# GIVEN RECORDS:
####################
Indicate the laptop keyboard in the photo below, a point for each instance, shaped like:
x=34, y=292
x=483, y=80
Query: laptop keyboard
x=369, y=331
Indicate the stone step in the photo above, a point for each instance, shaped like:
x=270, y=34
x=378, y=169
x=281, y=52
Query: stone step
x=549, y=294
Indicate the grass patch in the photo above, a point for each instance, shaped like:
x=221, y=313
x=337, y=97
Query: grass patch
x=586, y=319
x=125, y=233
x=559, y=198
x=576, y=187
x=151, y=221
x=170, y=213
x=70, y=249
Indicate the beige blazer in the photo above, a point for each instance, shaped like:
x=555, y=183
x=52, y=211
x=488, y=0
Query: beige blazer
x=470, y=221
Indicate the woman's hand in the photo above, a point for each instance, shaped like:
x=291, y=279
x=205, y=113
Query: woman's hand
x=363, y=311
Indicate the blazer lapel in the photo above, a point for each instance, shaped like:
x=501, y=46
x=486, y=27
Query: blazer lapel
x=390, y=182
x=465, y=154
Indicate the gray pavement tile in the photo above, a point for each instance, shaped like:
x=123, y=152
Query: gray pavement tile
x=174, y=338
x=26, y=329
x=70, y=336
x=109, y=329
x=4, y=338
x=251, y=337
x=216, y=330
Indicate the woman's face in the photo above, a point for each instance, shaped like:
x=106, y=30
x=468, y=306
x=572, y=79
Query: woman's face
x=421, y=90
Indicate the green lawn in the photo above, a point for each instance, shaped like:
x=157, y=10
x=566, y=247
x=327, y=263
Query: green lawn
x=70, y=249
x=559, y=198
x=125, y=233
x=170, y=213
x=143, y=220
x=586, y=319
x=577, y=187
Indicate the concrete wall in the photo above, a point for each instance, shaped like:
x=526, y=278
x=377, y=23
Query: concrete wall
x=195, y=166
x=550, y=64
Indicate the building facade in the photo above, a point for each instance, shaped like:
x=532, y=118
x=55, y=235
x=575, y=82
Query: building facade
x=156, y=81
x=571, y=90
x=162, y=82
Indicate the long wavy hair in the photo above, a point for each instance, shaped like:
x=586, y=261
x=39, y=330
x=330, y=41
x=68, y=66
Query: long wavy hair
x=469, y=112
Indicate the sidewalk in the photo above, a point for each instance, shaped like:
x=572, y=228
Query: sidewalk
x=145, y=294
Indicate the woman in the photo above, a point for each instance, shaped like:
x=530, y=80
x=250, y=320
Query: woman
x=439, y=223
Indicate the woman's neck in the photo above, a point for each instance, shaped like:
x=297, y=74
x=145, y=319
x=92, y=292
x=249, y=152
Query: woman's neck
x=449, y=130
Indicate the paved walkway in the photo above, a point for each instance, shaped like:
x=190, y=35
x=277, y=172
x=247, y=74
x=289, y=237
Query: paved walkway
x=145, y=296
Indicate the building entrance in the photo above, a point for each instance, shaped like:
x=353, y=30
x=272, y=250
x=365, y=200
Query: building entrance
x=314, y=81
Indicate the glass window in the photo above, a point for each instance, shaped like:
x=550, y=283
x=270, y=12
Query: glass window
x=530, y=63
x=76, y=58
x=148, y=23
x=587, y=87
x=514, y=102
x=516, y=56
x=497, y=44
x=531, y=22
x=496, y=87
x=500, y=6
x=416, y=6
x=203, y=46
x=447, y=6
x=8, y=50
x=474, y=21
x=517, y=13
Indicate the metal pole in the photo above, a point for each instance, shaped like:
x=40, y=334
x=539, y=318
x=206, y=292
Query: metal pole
####################
# YOUR OBJECTIVE:
The full set of entries should be copied out exactly as given.

# TASK SOLUTION:
Indicate the laptop keyboard in the photo below, a point for each instance, shaped like:
x=34, y=292
x=483, y=80
Query: laptop keyboard
x=369, y=331
Indicate the stone step in the photo above, a point for each instance, shaped like:
x=270, y=34
x=378, y=169
x=281, y=52
Query: stone step
x=549, y=294
Indicate the grass patch in the photo above, a point for each instance, shaped like:
x=221, y=313
x=337, y=97
Query: grass patch
x=586, y=319
x=125, y=233
x=559, y=198
x=576, y=187
x=151, y=221
x=170, y=213
x=70, y=249
Indicate the beige blazer in the photo above, a point for each instance, shaped like:
x=555, y=183
x=52, y=211
x=488, y=0
Query: beige blazer
x=470, y=221
Indicate the woman's hand in the photo above, a point for each instance, shaped like:
x=291, y=279
x=205, y=113
Query: woman's hand
x=363, y=311
Indicate the blazer lapel in the photo above, a point for each instance, shaped like:
x=501, y=46
x=486, y=27
Query: blazer lapel
x=390, y=182
x=465, y=154
Indicate the gray pavement tile in the photo above, a point for each instance, shaped like:
x=123, y=152
Query: gray pavement tile
x=174, y=338
x=26, y=329
x=70, y=336
x=109, y=329
x=4, y=338
x=251, y=337
x=216, y=330
Indicate the woman's face in the photo above, a point for each instance, shaped like:
x=106, y=30
x=468, y=306
x=572, y=79
Query: woman's face
x=421, y=90
Indicate the green lawn in the photo above, a point for each instance, shaped like:
x=157, y=10
x=566, y=247
x=327, y=263
Query: green lawn
x=70, y=249
x=559, y=198
x=125, y=233
x=170, y=213
x=143, y=220
x=586, y=319
x=577, y=187
Indicate the concrete wall in the photo above, a point for each instance, shaped like:
x=526, y=278
x=377, y=23
Query: concrete wall
x=195, y=166
x=550, y=64
Indicate the building facade in the photo above, a point for each instance, shaped like:
x=532, y=118
x=55, y=235
x=575, y=82
Query: building facade
x=156, y=81
x=571, y=90
x=162, y=82
Indicate the long wavy hair in the photo above, a point for each instance, shaped like:
x=586, y=261
x=39, y=330
x=330, y=41
x=68, y=66
Query: long wavy hair
x=469, y=112
Indicate the sidewalk in the photo above, a point for each instance, shaped like:
x=572, y=228
Query: sidewalk
x=145, y=294
Indicate the woman in the photo above, a point for each instance, shaped like:
x=530, y=80
x=250, y=320
Query: woman
x=439, y=223
Indicate the woman's neck in the photo above, a point for each instance, shaped like:
x=297, y=74
x=145, y=319
x=92, y=292
x=249, y=152
Query: woman's neck
x=449, y=130
Indicate the paved walkway in the photo above, a point for each instance, shaped like:
x=190, y=35
x=277, y=172
x=247, y=74
x=289, y=237
Query: paved walkway
x=145, y=296
Indicate the building entrance in the photo above, a point for each instance, shaped like:
x=353, y=30
x=272, y=250
x=365, y=200
Query: building entrance
x=314, y=81
Indicate the glass window in the photo above, a point for each instance, shaped like:
x=550, y=283
x=270, y=12
Query: glass window
x=530, y=63
x=76, y=58
x=148, y=23
x=587, y=87
x=514, y=102
x=516, y=56
x=497, y=44
x=531, y=22
x=496, y=87
x=500, y=6
x=416, y=6
x=203, y=46
x=447, y=6
x=8, y=50
x=474, y=21
x=517, y=13
Indicate the metal pole in the photo above, a point for each instance, shaped like:
x=40, y=334
x=539, y=318
x=206, y=292
Query: metal pole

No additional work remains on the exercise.